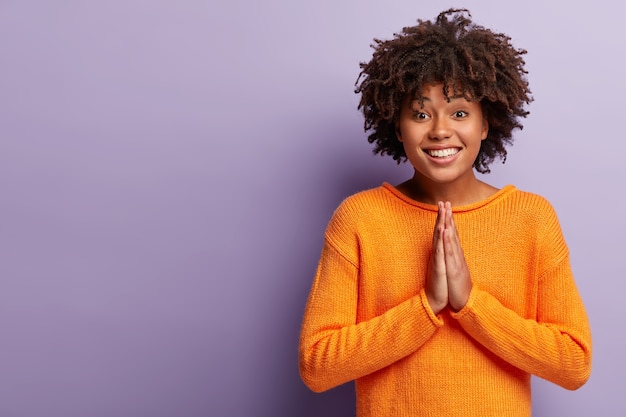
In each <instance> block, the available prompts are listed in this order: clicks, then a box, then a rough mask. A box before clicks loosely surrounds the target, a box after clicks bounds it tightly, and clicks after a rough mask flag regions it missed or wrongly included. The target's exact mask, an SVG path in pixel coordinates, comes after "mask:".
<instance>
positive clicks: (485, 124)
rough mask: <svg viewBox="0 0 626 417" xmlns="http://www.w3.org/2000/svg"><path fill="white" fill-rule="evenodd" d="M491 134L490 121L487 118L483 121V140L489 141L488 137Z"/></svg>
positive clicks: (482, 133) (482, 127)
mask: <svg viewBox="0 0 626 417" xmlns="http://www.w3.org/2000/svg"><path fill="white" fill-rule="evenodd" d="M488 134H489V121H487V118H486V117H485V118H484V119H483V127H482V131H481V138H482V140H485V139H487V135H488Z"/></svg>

***

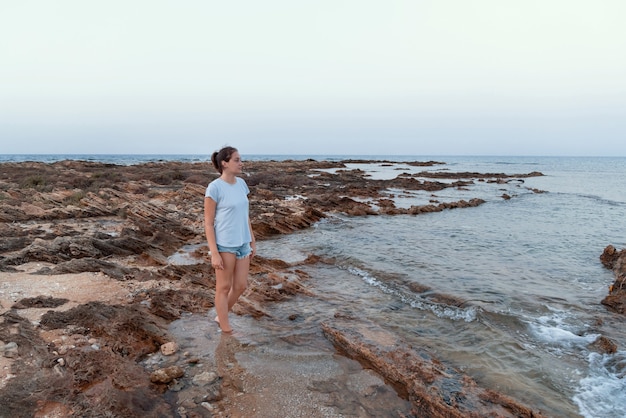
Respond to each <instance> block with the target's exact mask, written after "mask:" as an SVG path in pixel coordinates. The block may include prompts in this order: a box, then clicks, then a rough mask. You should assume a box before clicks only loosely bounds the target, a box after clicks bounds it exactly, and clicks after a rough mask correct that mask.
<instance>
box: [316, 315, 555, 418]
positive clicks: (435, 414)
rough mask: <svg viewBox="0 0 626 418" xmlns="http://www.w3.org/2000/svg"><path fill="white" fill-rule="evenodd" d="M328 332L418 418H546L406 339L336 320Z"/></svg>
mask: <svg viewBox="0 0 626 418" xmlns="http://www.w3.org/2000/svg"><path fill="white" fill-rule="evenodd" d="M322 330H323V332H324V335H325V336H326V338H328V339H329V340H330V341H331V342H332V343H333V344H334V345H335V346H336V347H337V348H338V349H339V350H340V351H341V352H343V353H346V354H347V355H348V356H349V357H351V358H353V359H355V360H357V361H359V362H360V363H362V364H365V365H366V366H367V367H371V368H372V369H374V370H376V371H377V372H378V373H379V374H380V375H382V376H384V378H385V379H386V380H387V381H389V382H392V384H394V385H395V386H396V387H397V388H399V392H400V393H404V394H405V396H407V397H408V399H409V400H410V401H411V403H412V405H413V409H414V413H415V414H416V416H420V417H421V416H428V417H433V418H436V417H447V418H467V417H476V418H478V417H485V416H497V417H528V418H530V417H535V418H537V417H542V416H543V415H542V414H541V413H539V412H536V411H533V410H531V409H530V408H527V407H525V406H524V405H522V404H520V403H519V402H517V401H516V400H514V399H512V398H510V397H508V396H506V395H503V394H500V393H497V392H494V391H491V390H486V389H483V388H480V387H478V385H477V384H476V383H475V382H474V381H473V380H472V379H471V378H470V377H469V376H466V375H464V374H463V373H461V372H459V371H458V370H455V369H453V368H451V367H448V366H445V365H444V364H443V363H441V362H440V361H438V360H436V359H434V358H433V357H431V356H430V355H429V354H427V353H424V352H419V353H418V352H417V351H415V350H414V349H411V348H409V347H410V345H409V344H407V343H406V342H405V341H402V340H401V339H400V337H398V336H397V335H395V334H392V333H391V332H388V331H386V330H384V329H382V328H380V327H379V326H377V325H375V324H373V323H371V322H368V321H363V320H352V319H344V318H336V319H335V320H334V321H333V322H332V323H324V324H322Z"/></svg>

***

Problem to solve: All lines in the data that contain the word "bounds" should be copied.

Exercise output:
In each <instance> block, the available prompts are listed in this order: clicks, then a box, then a rough mask. A box before clicks loosely surrounds the target, a box after clicks bounds it tightly, and clicks after a rough mask flag regions it missed or wrongly included. The target's exact mask, an SVG path in pixel coordinates, comes after "mask:".
Respond to each <instance> block with the target's exact mask, written after "mask:" as an SVG path in pixel coordinates. The block may include prompts in this order: a box, then clicks, then a rough mask. You should assume a box before clicks only loosely bounds the target, a box after clicks bounds it exactly, and clicks after a rough mask correct that mask.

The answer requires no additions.